Extracted records
Segment Open
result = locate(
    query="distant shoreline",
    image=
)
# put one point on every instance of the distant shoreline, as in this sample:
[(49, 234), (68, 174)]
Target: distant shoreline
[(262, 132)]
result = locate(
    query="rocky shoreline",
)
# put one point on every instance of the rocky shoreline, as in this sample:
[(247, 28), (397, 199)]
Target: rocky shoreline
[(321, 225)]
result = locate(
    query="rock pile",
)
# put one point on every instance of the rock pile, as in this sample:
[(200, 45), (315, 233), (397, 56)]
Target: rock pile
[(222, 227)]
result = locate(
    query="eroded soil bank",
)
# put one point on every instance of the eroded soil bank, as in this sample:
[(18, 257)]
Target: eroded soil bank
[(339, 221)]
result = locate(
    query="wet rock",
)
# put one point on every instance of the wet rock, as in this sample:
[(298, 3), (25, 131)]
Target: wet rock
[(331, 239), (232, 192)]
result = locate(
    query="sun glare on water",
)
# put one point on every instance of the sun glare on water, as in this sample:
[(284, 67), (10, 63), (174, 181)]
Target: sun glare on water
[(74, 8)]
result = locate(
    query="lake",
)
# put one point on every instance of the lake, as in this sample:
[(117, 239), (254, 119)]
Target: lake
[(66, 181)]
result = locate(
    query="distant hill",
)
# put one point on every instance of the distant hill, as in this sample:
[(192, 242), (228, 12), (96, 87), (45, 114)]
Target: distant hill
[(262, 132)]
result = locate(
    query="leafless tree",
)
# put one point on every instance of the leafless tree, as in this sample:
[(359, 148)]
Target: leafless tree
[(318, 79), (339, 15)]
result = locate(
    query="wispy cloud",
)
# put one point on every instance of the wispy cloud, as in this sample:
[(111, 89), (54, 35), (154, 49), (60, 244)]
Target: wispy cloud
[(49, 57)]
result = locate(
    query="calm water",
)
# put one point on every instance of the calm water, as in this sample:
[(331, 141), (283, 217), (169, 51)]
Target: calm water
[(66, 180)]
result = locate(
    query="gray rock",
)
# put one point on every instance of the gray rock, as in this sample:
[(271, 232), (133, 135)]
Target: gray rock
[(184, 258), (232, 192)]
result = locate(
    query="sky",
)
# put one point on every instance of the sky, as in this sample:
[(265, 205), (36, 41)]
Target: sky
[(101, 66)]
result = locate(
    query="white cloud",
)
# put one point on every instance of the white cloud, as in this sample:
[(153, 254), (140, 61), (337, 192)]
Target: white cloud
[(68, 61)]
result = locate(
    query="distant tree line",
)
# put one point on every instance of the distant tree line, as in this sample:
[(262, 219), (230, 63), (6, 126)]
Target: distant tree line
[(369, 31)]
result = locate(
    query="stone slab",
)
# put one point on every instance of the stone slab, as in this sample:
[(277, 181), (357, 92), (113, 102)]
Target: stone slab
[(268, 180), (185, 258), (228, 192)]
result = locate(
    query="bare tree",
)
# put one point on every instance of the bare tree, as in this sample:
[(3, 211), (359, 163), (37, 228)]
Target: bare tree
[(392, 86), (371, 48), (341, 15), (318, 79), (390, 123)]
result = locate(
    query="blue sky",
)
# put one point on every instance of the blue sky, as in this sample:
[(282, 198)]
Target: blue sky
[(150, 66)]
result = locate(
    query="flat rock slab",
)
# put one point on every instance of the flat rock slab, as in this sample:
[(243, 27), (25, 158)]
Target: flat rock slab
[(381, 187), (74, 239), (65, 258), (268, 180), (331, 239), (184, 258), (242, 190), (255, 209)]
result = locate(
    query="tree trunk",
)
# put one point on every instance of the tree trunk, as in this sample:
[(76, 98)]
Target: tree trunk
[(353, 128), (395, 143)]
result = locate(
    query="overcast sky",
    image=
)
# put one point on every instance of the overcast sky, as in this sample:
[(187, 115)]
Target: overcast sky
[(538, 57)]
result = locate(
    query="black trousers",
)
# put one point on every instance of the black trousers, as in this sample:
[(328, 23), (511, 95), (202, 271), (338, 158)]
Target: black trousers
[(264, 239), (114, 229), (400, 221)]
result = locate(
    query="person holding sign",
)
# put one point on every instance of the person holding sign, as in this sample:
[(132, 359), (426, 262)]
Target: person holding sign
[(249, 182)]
Segment Closed
• [PROBLEM]
Each entry is to be retyped precisely as it stands.

• [SOLUTION FOR THIS TASK]
result = locate(
    query="distant shoreline",
    image=
)
# put one point on every instance of the distant shoreline, as in this sample:
[(49, 234), (68, 174)]
Target: distant shoreline
[(262, 132)]
result = locate(
    query="rocky shoreline",
)
# put one point on every instance of the rocky shoreline, as in this sample:
[(247, 28), (397, 199)]
Target: rocky shoreline
[(321, 225)]
result = locate(
    query="rock pile",
)
# put one point on every instance of the rock pile, as in this sample:
[(200, 45), (315, 233), (397, 56)]
Target: rock pile
[(222, 227)]
result = locate(
    query="eroded soil bank",
)
# put one point on every instance of the eroded soil bank, as in this sample:
[(18, 257)]
Target: eroded soil bank
[(339, 221)]
result = locate(
    query="wet rock",
)
# put one point on every instance of the wet rock, as in this sample:
[(298, 3), (25, 131)]
Target: wet rock
[(331, 239), (232, 192)]
result = locate(
    query="sun glare on water",
)
# put one point on every instance of the sun glare on water, as in this sample:
[(284, 67), (10, 63), (174, 181)]
Target: sun glare on water
[(74, 8)]
result = locate(
    query="lake",
)
# put one point on every instance of the lake, as in this sample:
[(117, 239), (254, 119)]
Target: lake
[(66, 181)]
result = locate(
    query="distant hill",
)
# put one point on every instance of the distant hill, as in this sample:
[(192, 242), (228, 12), (96, 87), (45, 114)]
Target: distant hill
[(262, 132)]
result = locate(
    query="leafless tree",
)
# put one point on every instance of the leafless tree, as in this sample:
[(359, 148)]
Target: leafless tree
[(318, 79), (339, 15)]
result = locate(
    query="wispy cloud",
)
# put one point on every instance of the wispy cloud, as in this sample:
[(111, 89), (54, 35), (154, 49), (60, 244)]
Target: wispy cloud
[(49, 57)]
result = locate(
    query="calm water",
)
# put one point on every instance of the calm water, as in this sample:
[(331, 141), (283, 217), (169, 51)]
Target: calm water
[(66, 180)]
result = locate(
    query="gray rock",
)
# put one point on every instance of the gray rock, as in this sample:
[(271, 232), (133, 135)]
Target: gray rock
[(184, 258), (232, 192)]
result = locate(
    query="sky",
)
# put one point on every instance of the sky, as in this sample:
[(265, 205), (36, 41)]
Target: sky
[(101, 66)]
result = locate(
    query="white cloud",
)
# put one point on every instance of the white cloud, as in this sample:
[(153, 254), (140, 61), (337, 192)]
Target: white cloud
[(68, 61)]
result = locate(
    query="distant tree line",
)
# put one point on every instance of the distant tree line, as in this sample:
[(262, 219), (230, 63), (6, 126)]
Target: distant tree line
[(369, 31)]
result = locate(
    query="stone slab",
)
# put one point on every instance of the stone slab, as in this sample:
[(277, 181), (357, 92), (113, 102)]
Target: stone slab
[(268, 180), (185, 258), (228, 192)]
result = locate(
    query="bare tree",
)
# put one point on every instance of the bare tree, as in this sample:
[(3, 211), (359, 163), (37, 228)]
Target: bare tree
[(392, 86), (371, 48), (341, 15), (318, 79), (390, 123)]
result = locate(
    query="blue sky",
)
# put one point on every instance of the blue sky, as in this sample:
[(282, 198)]
Target: blue sky
[(150, 66)]
result = locate(
    query="flat rock slab",
)
# put one point on every instance of the flat rock slab, as in this sample:
[(243, 27), (25, 158)]
Target: flat rock slab
[(381, 187), (74, 239), (65, 258), (268, 180), (331, 239), (184, 258), (242, 190), (255, 209)]
result = locate(
    query="tree trunk",
)
# put one point on every instance of the tree trunk, as in this sample:
[(76, 98)]
Target: tree trunk
[(353, 128), (395, 143)]
result = locate(
    query="overcast sky",
    image=
)
# put one point on every instance of the overcast sky, as in this sample:
[(187, 115)]
Target: overcast sky
[(538, 57)]
result = locate(
    query="black trousers",
)
# put one point on every instance of the black trousers, as in this sample:
[(328, 23), (511, 95), (202, 271), (338, 158)]
Target: black trousers
[(264, 239), (114, 229), (400, 221)]
result = locate(
    query="person holding sign",
)
# put one point on every instance of the person holding sign, as in this sample:
[(132, 359), (426, 262)]
Target: person holding sign
[(249, 182)]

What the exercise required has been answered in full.